Can you give the items again, from the start through the line containing "point(472, 261)", with "drop one dot" swapped for "place one mark" and everything else left unchanged?
___
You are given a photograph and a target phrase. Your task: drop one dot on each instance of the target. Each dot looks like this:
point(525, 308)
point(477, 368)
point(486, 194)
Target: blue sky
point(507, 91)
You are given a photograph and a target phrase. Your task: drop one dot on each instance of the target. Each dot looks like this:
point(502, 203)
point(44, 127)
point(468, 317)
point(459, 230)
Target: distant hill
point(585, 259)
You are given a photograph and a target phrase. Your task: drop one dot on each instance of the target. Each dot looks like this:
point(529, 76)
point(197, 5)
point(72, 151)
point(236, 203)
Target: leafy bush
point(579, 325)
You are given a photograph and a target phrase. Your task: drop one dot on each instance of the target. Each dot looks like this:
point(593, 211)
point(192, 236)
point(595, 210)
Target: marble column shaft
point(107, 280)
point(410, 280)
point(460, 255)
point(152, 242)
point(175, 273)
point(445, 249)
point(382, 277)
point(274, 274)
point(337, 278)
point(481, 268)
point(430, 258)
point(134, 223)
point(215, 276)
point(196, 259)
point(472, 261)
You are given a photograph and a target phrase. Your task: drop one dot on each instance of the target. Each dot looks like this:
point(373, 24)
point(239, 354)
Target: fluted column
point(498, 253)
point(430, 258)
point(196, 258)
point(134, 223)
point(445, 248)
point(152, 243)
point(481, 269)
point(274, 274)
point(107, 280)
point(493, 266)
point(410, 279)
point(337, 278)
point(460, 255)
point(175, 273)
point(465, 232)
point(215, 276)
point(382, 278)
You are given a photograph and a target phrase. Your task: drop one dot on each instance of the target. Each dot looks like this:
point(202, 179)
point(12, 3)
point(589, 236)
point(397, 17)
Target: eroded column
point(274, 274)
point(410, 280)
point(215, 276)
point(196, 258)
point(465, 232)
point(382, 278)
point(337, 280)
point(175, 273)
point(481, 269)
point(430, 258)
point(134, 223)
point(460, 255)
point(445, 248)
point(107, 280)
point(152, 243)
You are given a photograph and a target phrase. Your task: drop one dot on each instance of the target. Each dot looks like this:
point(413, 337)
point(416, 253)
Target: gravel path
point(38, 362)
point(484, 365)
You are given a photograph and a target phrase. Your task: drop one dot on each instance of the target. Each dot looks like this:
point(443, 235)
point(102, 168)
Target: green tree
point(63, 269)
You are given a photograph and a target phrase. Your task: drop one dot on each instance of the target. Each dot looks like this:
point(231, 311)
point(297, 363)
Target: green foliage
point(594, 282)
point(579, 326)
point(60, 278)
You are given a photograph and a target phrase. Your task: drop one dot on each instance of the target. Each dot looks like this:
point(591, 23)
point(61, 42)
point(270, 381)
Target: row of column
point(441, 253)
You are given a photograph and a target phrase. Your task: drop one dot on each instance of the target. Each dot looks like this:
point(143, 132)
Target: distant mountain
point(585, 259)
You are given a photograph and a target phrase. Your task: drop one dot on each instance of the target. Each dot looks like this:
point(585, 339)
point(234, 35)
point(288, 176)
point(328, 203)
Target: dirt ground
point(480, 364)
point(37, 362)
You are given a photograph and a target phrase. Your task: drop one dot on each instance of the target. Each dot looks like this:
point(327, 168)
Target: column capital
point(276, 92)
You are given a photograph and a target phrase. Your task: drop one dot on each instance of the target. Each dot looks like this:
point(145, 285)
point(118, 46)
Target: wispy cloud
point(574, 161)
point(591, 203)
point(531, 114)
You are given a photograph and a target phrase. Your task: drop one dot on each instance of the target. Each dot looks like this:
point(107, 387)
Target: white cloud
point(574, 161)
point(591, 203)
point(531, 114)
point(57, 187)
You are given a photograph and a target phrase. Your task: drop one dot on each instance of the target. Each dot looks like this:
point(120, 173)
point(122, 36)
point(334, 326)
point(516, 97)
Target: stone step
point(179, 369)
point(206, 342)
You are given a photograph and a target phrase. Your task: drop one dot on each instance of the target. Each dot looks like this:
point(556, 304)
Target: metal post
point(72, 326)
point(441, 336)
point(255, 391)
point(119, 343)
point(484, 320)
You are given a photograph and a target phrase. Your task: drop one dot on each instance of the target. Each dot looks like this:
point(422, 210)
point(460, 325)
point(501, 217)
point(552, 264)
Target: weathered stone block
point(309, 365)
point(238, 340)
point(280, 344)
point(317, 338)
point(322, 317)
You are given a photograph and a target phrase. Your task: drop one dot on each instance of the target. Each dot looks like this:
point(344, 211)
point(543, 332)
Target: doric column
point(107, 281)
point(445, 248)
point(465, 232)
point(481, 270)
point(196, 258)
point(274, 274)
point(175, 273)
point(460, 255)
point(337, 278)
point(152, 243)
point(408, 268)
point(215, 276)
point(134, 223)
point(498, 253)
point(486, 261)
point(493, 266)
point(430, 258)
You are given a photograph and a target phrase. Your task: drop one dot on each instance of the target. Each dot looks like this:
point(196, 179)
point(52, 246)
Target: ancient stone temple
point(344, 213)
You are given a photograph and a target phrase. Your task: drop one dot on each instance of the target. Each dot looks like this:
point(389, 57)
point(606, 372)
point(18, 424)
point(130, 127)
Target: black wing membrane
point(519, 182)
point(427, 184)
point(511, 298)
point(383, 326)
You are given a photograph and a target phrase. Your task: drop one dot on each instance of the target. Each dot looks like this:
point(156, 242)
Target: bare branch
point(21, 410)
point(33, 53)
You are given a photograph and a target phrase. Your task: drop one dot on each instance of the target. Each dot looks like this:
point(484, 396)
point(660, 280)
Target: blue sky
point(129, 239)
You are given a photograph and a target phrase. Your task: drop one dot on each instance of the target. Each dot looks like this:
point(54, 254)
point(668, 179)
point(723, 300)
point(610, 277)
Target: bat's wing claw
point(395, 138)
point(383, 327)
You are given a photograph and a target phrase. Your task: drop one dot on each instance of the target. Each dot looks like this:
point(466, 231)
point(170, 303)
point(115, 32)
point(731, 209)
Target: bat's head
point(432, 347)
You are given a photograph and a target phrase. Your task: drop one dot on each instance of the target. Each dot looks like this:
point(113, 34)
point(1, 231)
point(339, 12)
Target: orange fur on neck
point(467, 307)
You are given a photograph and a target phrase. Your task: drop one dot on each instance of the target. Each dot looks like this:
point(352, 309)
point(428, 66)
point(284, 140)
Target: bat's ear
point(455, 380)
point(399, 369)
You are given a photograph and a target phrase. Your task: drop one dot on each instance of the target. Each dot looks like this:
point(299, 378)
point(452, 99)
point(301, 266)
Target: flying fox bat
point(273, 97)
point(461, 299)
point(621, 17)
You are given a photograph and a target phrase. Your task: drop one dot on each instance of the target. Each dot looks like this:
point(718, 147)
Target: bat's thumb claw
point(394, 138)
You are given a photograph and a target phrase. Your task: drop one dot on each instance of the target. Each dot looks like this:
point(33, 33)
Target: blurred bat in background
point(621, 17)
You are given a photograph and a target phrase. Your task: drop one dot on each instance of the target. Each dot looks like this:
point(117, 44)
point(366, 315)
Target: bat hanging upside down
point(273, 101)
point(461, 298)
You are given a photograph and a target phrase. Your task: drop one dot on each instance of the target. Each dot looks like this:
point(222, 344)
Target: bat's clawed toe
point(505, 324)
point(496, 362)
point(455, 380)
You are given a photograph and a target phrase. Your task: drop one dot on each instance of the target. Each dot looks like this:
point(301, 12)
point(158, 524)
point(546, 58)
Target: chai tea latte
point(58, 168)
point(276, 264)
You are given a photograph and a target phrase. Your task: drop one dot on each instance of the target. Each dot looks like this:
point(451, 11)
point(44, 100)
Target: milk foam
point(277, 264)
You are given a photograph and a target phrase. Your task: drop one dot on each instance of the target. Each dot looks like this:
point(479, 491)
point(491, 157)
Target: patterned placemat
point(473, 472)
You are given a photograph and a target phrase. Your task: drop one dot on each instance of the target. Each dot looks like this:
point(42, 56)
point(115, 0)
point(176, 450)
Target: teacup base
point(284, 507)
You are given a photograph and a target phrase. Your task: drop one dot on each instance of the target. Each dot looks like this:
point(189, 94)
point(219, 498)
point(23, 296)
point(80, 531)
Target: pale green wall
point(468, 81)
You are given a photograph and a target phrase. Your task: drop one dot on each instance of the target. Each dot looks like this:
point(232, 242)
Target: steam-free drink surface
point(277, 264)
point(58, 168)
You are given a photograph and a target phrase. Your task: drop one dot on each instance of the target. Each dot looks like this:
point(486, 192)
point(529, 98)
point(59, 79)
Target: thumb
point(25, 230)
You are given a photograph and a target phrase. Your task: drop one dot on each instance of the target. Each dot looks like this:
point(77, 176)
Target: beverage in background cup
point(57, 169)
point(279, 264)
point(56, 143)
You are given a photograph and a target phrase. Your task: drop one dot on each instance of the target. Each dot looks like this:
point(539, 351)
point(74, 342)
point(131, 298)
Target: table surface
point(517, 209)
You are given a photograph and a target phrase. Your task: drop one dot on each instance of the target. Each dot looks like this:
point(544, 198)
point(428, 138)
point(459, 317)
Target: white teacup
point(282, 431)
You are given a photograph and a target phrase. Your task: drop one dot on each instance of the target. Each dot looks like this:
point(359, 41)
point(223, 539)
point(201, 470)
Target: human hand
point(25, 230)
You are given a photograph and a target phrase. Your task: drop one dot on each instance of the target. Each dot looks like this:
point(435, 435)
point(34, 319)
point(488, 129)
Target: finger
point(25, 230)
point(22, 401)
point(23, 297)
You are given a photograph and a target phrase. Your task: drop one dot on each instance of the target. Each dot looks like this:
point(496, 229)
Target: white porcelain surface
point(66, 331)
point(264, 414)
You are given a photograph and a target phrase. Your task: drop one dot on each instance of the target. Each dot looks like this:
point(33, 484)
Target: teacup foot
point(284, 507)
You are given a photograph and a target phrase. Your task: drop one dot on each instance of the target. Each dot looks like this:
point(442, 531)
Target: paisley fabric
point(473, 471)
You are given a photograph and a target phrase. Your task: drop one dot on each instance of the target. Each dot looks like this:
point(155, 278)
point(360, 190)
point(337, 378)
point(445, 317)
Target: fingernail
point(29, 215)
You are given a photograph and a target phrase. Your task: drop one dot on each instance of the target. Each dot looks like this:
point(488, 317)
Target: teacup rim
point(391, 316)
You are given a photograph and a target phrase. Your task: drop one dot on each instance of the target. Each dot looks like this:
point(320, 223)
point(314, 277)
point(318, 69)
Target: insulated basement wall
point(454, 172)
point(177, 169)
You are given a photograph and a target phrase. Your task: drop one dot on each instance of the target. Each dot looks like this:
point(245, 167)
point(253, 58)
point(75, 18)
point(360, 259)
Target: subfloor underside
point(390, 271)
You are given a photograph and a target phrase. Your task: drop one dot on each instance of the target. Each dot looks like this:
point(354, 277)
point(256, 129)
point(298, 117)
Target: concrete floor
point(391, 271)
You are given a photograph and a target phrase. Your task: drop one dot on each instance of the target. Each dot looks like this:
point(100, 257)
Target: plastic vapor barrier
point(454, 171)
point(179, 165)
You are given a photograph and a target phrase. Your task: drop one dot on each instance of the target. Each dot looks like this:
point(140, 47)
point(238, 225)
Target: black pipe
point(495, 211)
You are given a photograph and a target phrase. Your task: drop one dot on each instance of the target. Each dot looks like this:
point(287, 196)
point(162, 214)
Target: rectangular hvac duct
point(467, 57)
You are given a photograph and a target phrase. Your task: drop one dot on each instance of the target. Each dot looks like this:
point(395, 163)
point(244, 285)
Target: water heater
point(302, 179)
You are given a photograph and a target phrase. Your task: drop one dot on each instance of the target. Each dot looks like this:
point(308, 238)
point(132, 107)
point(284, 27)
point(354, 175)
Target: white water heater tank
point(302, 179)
___
## [Task result]
You are given a photograph and a target phrase. Your task: place one mark on each instance of the target. Each dot looks like this:
point(525, 308)
point(477, 368)
point(486, 194)
Target: blue sky
point(507, 91)
You are given a photograph and a target phrase. Your task: place one mark on each instance of the target. Each dot looks like this:
point(502, 203)
point(44, 127)
point(468, 317)
point(459, 230)
Target: distant hill
point(585, 259)
You are given a photograph and a target phrase. Your task: place one mark on each instance of the target. Each dot looks like this:
point(529, 76)
point(197, 5)
point(72, 151)
point(236, 203)
Target: leafy bush
point(579, 325)
You are given a photograph and a target phrase. Your task: place one mark on each instance of the target. Each dot looks like this:
point(593, 211)
point(192, 236)
point(595, 210)
Target: marble column shaft
point(107, 280)
point(410, 280)
point(460, 255)
point(152, 242)
point(175, 273)
point(445, 249)
point(382, 277)
point(274, 274)
point(337, 278)
point(481, 268)
point(430, 258)
point(134, 223)
point(215, 276)
point(196, 259)
point(472, 261)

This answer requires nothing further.